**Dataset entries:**
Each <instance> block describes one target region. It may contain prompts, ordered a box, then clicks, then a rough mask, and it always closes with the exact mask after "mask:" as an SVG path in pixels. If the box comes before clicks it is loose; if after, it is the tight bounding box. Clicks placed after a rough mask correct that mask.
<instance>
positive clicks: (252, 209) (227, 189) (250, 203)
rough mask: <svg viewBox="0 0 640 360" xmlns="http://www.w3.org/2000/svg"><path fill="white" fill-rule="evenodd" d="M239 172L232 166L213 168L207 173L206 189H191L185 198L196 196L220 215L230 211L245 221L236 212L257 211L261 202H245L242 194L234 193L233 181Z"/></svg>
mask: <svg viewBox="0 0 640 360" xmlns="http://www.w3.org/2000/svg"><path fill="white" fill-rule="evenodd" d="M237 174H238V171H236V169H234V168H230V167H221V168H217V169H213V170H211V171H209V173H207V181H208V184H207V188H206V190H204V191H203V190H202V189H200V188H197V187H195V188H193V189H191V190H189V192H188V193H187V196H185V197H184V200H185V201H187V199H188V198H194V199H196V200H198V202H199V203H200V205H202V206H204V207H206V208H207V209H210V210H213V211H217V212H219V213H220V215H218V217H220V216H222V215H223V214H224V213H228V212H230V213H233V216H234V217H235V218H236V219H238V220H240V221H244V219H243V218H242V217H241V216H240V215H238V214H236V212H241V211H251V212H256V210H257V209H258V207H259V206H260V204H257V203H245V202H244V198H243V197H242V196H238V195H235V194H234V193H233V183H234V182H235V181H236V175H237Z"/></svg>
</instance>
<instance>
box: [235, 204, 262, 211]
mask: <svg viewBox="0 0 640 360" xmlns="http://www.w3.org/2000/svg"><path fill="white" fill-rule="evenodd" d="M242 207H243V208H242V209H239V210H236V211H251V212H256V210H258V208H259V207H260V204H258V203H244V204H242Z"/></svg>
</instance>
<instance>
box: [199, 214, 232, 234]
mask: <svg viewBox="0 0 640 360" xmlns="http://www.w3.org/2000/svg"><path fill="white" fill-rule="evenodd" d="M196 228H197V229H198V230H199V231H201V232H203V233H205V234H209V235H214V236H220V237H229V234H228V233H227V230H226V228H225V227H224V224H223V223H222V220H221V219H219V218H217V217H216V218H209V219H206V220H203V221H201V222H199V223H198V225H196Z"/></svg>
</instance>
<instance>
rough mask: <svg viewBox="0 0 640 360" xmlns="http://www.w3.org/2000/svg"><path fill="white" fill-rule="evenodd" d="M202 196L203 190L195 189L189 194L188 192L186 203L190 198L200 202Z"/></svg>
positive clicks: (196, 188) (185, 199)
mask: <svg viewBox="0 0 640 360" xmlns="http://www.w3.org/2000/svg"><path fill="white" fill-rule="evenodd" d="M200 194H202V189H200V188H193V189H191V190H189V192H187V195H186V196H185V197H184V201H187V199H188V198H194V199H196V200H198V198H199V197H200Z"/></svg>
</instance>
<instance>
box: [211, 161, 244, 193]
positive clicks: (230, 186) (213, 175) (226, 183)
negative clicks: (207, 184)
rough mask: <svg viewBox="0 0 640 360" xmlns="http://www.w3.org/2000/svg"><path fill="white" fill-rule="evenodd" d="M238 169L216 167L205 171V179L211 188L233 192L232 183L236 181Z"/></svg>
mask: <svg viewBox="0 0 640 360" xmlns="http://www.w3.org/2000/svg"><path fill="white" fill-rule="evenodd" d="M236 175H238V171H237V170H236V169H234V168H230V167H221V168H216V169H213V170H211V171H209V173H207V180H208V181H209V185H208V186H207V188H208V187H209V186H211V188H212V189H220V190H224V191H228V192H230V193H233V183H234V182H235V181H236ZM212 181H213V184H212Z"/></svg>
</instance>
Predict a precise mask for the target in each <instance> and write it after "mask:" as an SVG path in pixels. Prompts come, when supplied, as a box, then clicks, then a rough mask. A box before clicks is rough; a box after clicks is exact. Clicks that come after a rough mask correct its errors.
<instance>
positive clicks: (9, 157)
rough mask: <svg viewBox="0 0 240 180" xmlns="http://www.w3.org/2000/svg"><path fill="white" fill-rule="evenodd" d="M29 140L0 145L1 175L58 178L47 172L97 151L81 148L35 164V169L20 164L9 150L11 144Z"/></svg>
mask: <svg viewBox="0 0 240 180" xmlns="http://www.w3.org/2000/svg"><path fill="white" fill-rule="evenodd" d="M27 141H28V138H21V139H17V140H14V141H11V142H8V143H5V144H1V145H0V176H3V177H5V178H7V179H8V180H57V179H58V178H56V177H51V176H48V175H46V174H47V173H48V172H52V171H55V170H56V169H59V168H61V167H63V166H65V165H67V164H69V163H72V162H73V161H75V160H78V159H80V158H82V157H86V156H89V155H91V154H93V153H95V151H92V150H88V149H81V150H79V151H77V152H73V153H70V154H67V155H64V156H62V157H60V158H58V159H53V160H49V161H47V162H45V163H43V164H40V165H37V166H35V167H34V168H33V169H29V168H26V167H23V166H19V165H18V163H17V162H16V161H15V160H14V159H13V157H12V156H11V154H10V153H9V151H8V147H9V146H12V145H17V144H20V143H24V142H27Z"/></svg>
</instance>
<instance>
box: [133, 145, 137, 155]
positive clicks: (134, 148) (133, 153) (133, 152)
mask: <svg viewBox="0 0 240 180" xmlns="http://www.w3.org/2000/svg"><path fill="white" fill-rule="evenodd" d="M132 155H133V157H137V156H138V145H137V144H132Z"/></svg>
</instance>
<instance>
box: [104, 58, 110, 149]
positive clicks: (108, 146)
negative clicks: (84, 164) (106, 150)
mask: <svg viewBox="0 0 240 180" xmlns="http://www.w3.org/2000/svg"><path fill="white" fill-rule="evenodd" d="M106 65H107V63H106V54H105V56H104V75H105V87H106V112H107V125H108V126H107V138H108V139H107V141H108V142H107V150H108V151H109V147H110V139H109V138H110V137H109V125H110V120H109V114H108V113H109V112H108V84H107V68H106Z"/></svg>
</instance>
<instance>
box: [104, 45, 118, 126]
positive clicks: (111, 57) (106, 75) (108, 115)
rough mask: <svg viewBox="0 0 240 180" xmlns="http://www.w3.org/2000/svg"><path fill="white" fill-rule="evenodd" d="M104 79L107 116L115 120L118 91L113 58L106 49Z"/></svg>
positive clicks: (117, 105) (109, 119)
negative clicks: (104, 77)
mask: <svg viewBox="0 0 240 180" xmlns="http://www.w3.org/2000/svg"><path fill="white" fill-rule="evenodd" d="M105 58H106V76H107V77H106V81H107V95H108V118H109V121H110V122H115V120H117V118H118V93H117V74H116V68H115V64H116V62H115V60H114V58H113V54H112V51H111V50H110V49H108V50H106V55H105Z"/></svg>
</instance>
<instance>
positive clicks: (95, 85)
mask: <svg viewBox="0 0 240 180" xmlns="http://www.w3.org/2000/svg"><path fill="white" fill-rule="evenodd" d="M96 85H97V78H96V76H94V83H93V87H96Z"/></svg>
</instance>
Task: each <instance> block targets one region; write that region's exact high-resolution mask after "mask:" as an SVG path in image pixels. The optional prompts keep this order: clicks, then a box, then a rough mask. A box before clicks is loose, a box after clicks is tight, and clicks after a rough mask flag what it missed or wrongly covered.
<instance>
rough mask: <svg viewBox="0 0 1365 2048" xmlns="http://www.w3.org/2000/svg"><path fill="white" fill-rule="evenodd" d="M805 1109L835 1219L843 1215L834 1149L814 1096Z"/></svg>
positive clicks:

**Work item:**
Return the data in full, exactly as it appears above.

**Response box:**
Each <instance> block describes one target region. It may contain prompts, ordered a box, then clicks, then a rough mask, and it always closes with the exact mask after "mask:" as an SVG path in pixels. If the box comes before clicks it is loose; if after, it is the tight bounding box. Clicks placed after a rough mask correct that mask.
<instance>
positive clicks: (252, 209) (227, 189) (250, 203)
rough mask: <svg viewBox="0 0 640 360" xmlns="http://www.w3.org/2000/svg"><path fill="white" fill-rule="evenodd" d="M239 172L232 166L213 168L207 173L206 189H191L185 198L196 196L220 215L230 211L245 221L236 212L257 211L261 202H245L242 194L234 193L233 181Z"/></svg>
mask: <svg viewBox="0 0 640 360" xmlns="http://www.w3.org/2000/svg"><path fill="white" fill-rule="evenodd" d="M237 174H238V171H236V169H234V168H230V167H221V168H217V169H213V170H211V171H209V173H207V181H208V184H207V188H206V190H204V191H203V190H202V189H200V188H197V187H195V188H193V189H191V190H189V192H188V193H187V196H185V197H184V200H185V201H187V199H188V198H194V199H196V200H198V202H199V203H200V205H202V206H204V207H206V208H207V209H210V210H213V211H217V212H219V213H220V215H218V217H220V216H222V215H223V214H224V213H228V212H230V213H233V216H234V217H235V218H236V219H238V220H240V221H244V219H243V218H242V217H241V216H240V215H238V214H236V212H241V211H251V212H256V210H257V209H258V207H259V206H260V204H257V203H245V202H244V198H243V197H242V196H238V195H235V194H234V193H233V183H234V182H235V181H236V175H237Z"/></svg>
</instance>
<instance>
box: [235, 204, 262, 211]
mask: <svg viewBox="0 0 640 360" xmlns="http://www.w3.org/2000/svg"><path fill="white" fill-rule="evenodd" d="M242 207H243V208H242V209H239V210H236V211H251V212H256V210H258V208H259V207H260V204H258V203H244V204H242Z"/></svg>
</instance>
<instance>
box: [199, 214, 232, 234]
mask: <svg viewBox="0 0 640 360" xmlns="http://www.w3.org/2000/svg"><path fill="white" fill-rule="evenodd" d="M196 228H197V229H198V230H199V231H201V232H203V233H205V234H209V235H214V236H220V237H229V234H228V233H227V230H226V228H225V227H224V224H223V223H222V220H221V219H219V218H217V217H216V218H209V219H206V220H203V221H201V222H199V223H198V225H196Z"/></svg>
</instance>
<instance>
rough mask: <svg viewBox="0 0 640 360" xmlns="http://www.w3.org/2000/svg"><path fill="white" fill-rule="evenodd" d="M202 196L203 190L195 189L189 194L188 192L186 203L190 198L200 202Z"/></svg>
positive clicks: (196, 188) (185, 199)
mask: <svg viewBox="0 0 640 360" xmlns="http://www.w3.org/2000/svg"><path fill="white" fill-rule="evenodd" d="M200 194H202V189H200V188H193V189H191V190H189V192H187V195H186V196H185V197H184V201H187V199H188V198H194V199H196V200H198V198H199V197H200Z"/></svg>
</instance>
<instance>
box: [211, 161, 244, 193]
positive clicks: (230, 186) (213, 175) (226, 183)
negative clicks: (207, 184)
rough mask: <svg viewBox="0 0 640 360" xmlns="http://www.w3.org/2000/svg"><path fill="white" fill-rule="evenodd" d="M238 169L216 167L205 171V179L211 188L233 192L232 183L236 181Z"/></svg>
mask: <svg viewBox="0 0 640 360" xmlns="http://www.w3.org/2000/svg"><path fill="white" fill-rule="evenodd" d="M236 175H238V171H237V170H236V169H234V168H230V167H221V168H216V169H213V170H211V171H209V173H207V180H208V181H209V185H208V186H207V188H208V187H209V186H211V188H212V189H220V190H224V191H228V192H230V193H233V183H234V182H235V181H236ZM212 181H213V184H212Z"/></svg>
</instance>
Predict a precise mask for the target in each <instance> and write it after "mask:" as an SVG path in pixels. Prompts come, when supplied, as a box, then clicks, then a rough mask. A box before clicks is rough; a box after clicks is exact. Clicks that come after a rough mask correct its errors.
<instance>
positive clicks: (9, 157)
rough mask: <svg viewBox="0 0 240 180" xmlns="http://www.w3.org/2000/svg"><path fill="white" fill-rule="evenodd" d="M29 140L0 145L1 175L58 178L47 172L97 151L81 148L35 164V169L20 164L9 150L11 144Z"/></svg>
mask: <svg viewBox="0 0 240 180" xmlns="http://www.w3.org/2000/svg"><path fill="white" fill-rule="evenodd" d="M27 141H28V138H21V139H17V140H14V141H11V142H8V143H5V144H1V145H0V176H3V177H5V178H7V179H8V180H57V179H58V178H56V177H51V176H48V175H46V174H47V173H48V172H52V171H55V170H56V169H59V168H61V167H63V166H65V165H67V164H69V163H72V162H73V161H75V160H78V159H80V158H82V157H86V156H89V155H91V154H93V153H95V151H92V150H88V149H81V150H79V151H77V152H73V153H70V154H67V155H64V156H62V157H60V158H58V159H53V160H49V161H47V162H45V163H43V164H40V165H37V166H35V167H34V168H33V169H29V168H26V167H23V166H19V165H18V163H17V162H16V161H15V160H14V159H13V157H12V156H11V154H10V153H9V151H8V147H9V146H12V145H17V144H20V143H24V142H27Z"/></svg>
</instance>
<instance>
box: [133, 145, 137, 155]
positive clicks: (134, 148) (133, 153) (133, 152)
mask: <svg viewBox="0 0 240 180" xmlns="http://www.w3.org/2000/svg"><path fill="white" fill-rule="evenodd" d="M132 155H133V157H137V156H138V145H137V144H132Z"/></svg>
</instance>
<instance>
box: [104, 58, 110, 149]
positive clicks: (108, 146)
negative clicks: (84, 164) (106, 150)
mask: <svg viewBox="0 0 240 180" xmlns="http://www.w3.org/2000/svg"><path fill="white" fill-rule="evenodd" d="M106 65H107V63H106V54H105V56H104V75H105V87H106V112H107V125H108V126H107V138H108V139H107V141H108V142H107V150H108V151H109V147H110V139H109V138H110V137H109V125H110V120H109V114H108V113H109V112H108V84H107V68H106Z"/></svg>
</instance>
<instance>
box: [104, 45, 118, 126]
positive clicks: (111, 57) (106, 75) (108, 115)
rough mask: <svg viewBox="0 0 240 180" xmlns="http://www.w3.org/2000/svg"><path fill="white" fill-rule="evenodd" d="M104 79L107 116L115 120L118 91L113 58L106 49Z"/></svg>
positive clicks: (117, 105) (109, 119)
negative clicks: (104, 77)
mask: <svg viewBox="0 0 240 180" xmlns="http://www.w3.org/2000/svg"><path fill="white" fill-rule="evenodd" d="M105 58H106V76H107V77H106V81H107V95H108V118H109V121H110V122H115V120H117V118H118V93H117V74H116V68H115V64H116V62H115V60H114V58H113V54H112V51H111V50H110V49H108V50H106V55H105Z"/></svg>
</instance>
<instance>
positive clicks: (95, 85)
mask: <svg viewBox="0 0 240 180" xmlns="http://www.w3.org/2000/svg"><path fill="white" fill-rule="evenodd" d="M96 85H97V78H96V76H94V83H93V87H96Z"/></svg>
</instance>
Task: each <instance> block targets one region; write that region's exact high-resolution mask after "mask:" as an SVG path in image pixels. The optional prompts keep this order: clicks, then a box, then a rough mask. A box before clicks is loose, a box after clicks is tight, and clicks after a rough mask flag what it missed or wrongly covered.
<instance>
rough mask: <svg viewBox="0 0 1365 2048" xmlns="http://www.w3.org/2000/svg"><path fill="white" fill-rule="evenodd" d="M805 1109L835 1219L843 1215L834 1149L814 1096Z"/></svg>
positive clicks:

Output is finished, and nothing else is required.